»»

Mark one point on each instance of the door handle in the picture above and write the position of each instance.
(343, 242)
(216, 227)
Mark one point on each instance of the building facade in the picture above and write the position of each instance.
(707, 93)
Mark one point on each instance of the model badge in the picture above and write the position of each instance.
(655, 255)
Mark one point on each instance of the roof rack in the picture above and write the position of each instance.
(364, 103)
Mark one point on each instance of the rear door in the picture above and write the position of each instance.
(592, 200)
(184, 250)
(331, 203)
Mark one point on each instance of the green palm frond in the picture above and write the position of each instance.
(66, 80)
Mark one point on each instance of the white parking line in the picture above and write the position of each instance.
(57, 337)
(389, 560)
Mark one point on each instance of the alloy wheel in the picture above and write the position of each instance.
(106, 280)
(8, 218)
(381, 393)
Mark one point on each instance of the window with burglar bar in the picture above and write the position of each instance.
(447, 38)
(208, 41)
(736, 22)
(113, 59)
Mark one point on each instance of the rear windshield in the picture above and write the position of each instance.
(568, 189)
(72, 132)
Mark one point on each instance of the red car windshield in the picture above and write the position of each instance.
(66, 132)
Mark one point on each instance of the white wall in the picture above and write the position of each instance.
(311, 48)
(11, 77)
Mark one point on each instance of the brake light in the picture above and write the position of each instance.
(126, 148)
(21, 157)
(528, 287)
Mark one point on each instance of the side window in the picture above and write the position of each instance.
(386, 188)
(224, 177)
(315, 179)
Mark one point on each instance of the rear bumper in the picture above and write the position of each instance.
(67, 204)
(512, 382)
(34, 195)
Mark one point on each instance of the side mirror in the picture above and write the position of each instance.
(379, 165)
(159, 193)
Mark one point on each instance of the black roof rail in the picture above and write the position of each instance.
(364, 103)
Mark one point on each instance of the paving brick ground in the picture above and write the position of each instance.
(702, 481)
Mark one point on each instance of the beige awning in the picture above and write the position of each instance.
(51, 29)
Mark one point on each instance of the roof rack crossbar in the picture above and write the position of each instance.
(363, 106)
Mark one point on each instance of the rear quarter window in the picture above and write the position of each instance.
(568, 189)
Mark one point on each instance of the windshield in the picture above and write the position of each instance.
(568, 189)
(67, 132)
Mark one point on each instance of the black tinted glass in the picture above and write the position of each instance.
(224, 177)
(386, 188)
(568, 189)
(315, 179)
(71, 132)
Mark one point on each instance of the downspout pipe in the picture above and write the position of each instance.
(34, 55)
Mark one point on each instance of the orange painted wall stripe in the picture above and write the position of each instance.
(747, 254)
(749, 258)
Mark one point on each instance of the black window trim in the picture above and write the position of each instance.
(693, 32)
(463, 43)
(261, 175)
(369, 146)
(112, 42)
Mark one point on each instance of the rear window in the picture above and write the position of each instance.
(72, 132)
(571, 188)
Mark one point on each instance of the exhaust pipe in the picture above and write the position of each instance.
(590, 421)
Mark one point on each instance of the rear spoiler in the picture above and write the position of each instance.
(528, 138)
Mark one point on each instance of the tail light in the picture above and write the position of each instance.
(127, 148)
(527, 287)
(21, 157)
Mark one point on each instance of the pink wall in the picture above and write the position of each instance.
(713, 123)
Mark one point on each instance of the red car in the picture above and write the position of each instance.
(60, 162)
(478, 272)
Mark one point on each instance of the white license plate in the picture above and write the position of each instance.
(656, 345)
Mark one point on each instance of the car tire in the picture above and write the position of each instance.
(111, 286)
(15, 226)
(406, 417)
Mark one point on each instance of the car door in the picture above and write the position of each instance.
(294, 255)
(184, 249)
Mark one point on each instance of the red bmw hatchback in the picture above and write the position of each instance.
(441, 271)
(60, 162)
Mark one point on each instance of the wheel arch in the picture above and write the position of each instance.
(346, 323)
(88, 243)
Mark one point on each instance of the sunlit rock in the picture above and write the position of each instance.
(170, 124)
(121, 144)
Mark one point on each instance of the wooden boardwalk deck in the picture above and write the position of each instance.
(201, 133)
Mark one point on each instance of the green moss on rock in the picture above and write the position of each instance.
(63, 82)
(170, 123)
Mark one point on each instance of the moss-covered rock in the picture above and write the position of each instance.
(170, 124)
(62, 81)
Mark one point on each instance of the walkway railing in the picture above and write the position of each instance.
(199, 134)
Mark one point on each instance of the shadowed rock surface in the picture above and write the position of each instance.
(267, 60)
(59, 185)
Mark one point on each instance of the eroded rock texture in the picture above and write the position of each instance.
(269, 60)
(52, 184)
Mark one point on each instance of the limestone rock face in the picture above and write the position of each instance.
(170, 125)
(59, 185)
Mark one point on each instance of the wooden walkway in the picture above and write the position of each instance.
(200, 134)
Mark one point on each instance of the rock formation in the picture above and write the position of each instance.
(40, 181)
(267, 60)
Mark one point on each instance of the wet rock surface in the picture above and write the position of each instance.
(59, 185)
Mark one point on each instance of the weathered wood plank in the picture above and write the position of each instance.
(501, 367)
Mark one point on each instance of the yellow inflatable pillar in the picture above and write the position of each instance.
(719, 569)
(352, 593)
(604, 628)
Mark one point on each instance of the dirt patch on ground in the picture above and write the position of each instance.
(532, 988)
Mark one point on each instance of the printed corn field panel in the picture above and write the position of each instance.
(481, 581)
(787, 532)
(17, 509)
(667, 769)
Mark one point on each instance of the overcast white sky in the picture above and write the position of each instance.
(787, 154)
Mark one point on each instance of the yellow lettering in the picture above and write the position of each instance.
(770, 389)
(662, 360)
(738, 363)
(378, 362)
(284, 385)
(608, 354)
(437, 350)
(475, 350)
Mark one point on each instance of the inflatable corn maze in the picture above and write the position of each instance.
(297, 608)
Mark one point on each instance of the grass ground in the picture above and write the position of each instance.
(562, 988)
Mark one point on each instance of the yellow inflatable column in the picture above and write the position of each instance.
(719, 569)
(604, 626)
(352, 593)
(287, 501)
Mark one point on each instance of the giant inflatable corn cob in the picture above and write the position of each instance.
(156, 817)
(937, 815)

««

Reproduce every record exactly, line by line.

Mark one point on each instance of the door handle in the picture above and write the position of each instance.
(343, 242)
(216, 227)
Mark one point on each instance of the building facade in the picture above and write the position of each instance.
(707, 93)
Mark one point on each instance of the model badge in the picture above and write the position of each instance.
(655, 255)
Mark one point on each instance of the roof rack in the picture above and write the position of each instance.
(364, 103)
Mark one point on each instance of the rear door in the picture above and write the position of each instance.
(592, 200)
(184, 250)
(331, 203)
Mark one point on each instance of the green palm frond in the picture above and write the position of each instance.
(66, 80)
Mark one point on each instance of the white parking line in the picture above and write the position of each instance.
(57, 337)
(389, 560)
Mark one point on each instance of the alloy wheel in the picture above and write the position of each instance.
(106, 280)
(8, 218)
(381, 393)
Mark one point on each instance of the window with burglar bar in the picture above and write the position of each instance.
(447, 38)
(208, 41)
(736, 22)
(113, 59)
Mark one point on each instance of the rear windshield in the picture above and write the position of each instance.
(568, 189)
(72, 132)
Mark one point on each instance of the red car windshield in the picture above and write the position of each instance.
(66, 132)
Mark one point on each instance of the white wall in the picture above and write the position of each instance.
(311, 48)
(11, 77)
Mark one point on each instance of the brake light in the picture above and write the position of each instance.
(126, 148)
(21, 157)
(528, 287)
Mark one point on each instance of the side window in the picture above and write the position of each instance.
(386, 188)
(224, 177)
(315, 179)
Mark one point on each instance of the rear bumper in the picture above and write the position of each instance.
(67, 204)
(512, 382)
(34, 195)
Mark one point on each instance of the side mirror in the picture above and write the position of each instance.
(379, 165)
(159, 193)
Mark one point on each instance of the black roof rail in the picture above and write the position of each instance.
(364, 103)
Mark one point on each instance of the paving brick ground in the picture above and write the position of each instance.
(702, 481)
Mark one point on each instance of the beige awning in the picture above and write the position of each instance.
(51, 29)
Mark one point on each instance of the roof rack crossbar in the picture above and write the position of each instance.
(363, 106)
Mark one point on each instance of the rear quarter window in the picture above and write the position of each instance.
(568, 189)
Mark one point on each instance of the windshield in the picture above and write the position of each instance.
(568, 189)
(67, 132)
Mark one point on each instance of the black tinted glass in the picture above and write the position of each instance.
(224, 177)
(386, 188)
(568, 189)
(315, 179)
(71, 132)
Mark one point on each instance of the downspout pipe in the picture above and write the position of each instance.
(34, 55)
Mark one point on each instance of the orange painted wall stripe in the picture above and write the position of each instance.
(747, 254)
(749, 258)
Mark one point on each instance of the black window trim in the picture above and write the position of each instance.
(693, 32)
(463, 43)
(261, 175)
(369, 146)
(112, 42)
Mark one point on each instance of the rear window in the picture above and write the position of each instance.
(72, 132)
(571, 188)
Mark one point on each instance of the exhaust pipe in the picture above and write the position of each instance.
(590, 421)
Mark one point on each instance of the rear spoiler in the picture above and write the position of each instance.
(528, 138)
Mark one point on each instance of the tail light in the picture above and write the position of each instance.
(127, 148)
(527, 287)
(21, 157)
Mark one point on each instance of the pink wall in the picture above and write the position of each instance.
(713, 123)
Mark one point on each instance of the red car in the picture above and write the position of each instance.
(60, 162)
(478, 272)
Mark one point on each instance of the white license plate in the picture above and write the position of each instance.
(656, 345)
Mark one point on each instance of the car tire in the picture above and write the position of each instance.
(111, 286)
(15, 226)
(406, 417)
Mark one point on each instance of the car door in the picture above and write the position of each instance.
(294, 255)
(184, 249)
Mark one point on each instance of the red bmw hatchback in the picture above and write the position of each instance.
(441, 271)
(60, 162)
Mark one point on each instance of the wheel arch in the picture above and write the position of each instance.
(346, 323)
(88, 243)
Mark one point on each instance of the sunlit rock in the picture above and write the position of each instance.
(170, 124)
(121, 144)
Mark one point on each instance of the wooden boardwalk deck in the picture above and write the position of each instance.
(201, 133)
Mark one point on each instance of the green moss on rock in the picture above and write the position of each instance.
(63, 82)
(170, 123)
Mark one point on each instance of the moss-covered rock in the picture above and write the position of each instance.
(170, 124)
(62, 81)
Mark one point on each instance of the walkway railing in the picture above and write the position of each instance.
(199, 134)
Mark one point on each instance of the shadowed rock surface in the picture above and write the position of each instance.
(267, 60)
(59, 185)
Mark one point on each instance of the eroded rock texture in the picture above and write the position of each instance.
(269, 60)
(52, 184)
Mark one point on each instance of the limestone rock face in the picture above and write the position of each instance.
(170, 125)
(59, 185)
Mark one point on each instance of the wooden walkway in the picture above and write the position of each instance.
(200, 134)
Mark one point on each instance of the rock formation in the picture above and write the position of each instance.
(40, 181)
(267, 60)
Mark one point on each instance of the wet rock surface in the picture above and write the position of each instance.
(59, 185)
Mark one point on each instance of the weathered wood plank in the picture above and write the position of each instance.
(501, 367)
Mark one point on each instance of the yellow inflatable pillar in the picture above and write the position of each instance.
(719, 569)
(352, 593)
(604, 628)
Mark one point on each instance of the dirt patch on ground in the picture above and write the position of each instance.
(532, 988)
Mark one point on each instance of the printed corn field panel in the picture above and write the position of each instance.
(481, 581)
(787, 532)
(17, 509)
(667, 769)
Mark one point on each instance of the overcast white sky in the picture above and write the position of each instance.
(787, 154)
Mark one point on each instance of the yellow lettering in the picture above and write the position of each instance.
(770, 389)
(662, 360)
(738, 363)
(378, 362)
(284, 385)
(608, 354)
(437, 350)
(475, 350)
Mark one point on each instance of the inflatable corn maze in the picture above and write the position of each instance.
(297, 608)
Mark one point on each instance of the grass ground in the picture above and write the position of each instance.
(562, 988)
Mark one point on each instance of the yellow inflatable column in the picture above and write the position of each instance.
(719, 569)
(604, 626)
(352, 593)
(287, 501)
Mark one point on each instance of the giant inflatable corn cob in the picture above and write the position of each instance.
(156, 817)
(937, 815)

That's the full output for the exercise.